# File Cleaning

This notebook cleans up any duplicate files uploaded to Google Drive. This notebook should be executed after the `data_upload.ipynb` Notebook. Of the txt files uploaded, the files ending with "2.txt" are duplicates and should be removed before performing our analysis. 

### Code
We do not use the PyDrive package for this activity due to issues we found regarding deleting files using the API calls. Instead, we will start by installing the following packages:
- google-api-python-client
- google-auth-httplib2
- google-auth-oauthlib

In [None]:
# Install necessary packages
!pip install google-api-python-client google-auth-httplib2 google-auth-oauthlib

In [24]:
# Import packages
from googleapiclient.discovery import build
from google_auth_oauthlib.flow import InstalledAppFlow
from google.auth.transport.requests import Request
import os
import pickle

Here we create the function to authenticate the Google Drive API. Calling this function will prompt a similar authentication process to the one in the `data_upload.ipynb` Notebook.

=-=-=

* Directive: Reproduce the file-cleaning notebook above word for word, from its heading through its final sentence.

(Coordinate labeling data)
=-=-=

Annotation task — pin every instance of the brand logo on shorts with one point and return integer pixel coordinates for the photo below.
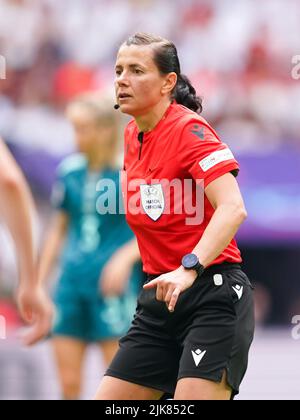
(238, 290)
(198, 356)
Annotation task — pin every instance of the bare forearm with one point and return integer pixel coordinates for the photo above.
(131, 251)
(16, 208)
(220, 231)
(52, 246)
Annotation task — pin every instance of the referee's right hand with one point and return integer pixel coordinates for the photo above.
(170, 285)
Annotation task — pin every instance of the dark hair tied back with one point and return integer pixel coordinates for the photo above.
(185, 94)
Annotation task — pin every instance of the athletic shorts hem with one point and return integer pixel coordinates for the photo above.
(213, 378)
(117, 375)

=-=-=

* Written solution:
# File Cleaning

This notebook cleans up any duplicate files uploaded to Google Drive. This notebook should be executed after the `data_upload.ipynb` Notebook. Of the txt files uploaded, the files ending with "2.txt" are duplicates and should be removed before performing our analysis. 

### Code
We do not use the PyDrive package for this activity due to issues we found regarding deleting files using the API calls. Instead, we will start by installing the following packages:
- google-api-python-client
- google-auth-httplib2
- google-auth-oauthlib

In [None]:
# Install necessary packages
!pip install google-api-python-client google-auth-httplib2 google-auth-oauthlib

In [24]:
# Import packages
from googleapiclient.discovery import build
from google_auth_oauthlib.flow import InstalledAppFlow
from google.auth.transport.requests import Request
import os
import pickle

Here we create the function to authenticate the Google Drive API. Calling this function will prompt a similar authentication process to the one in the `data_upload.ipynb` Notebook.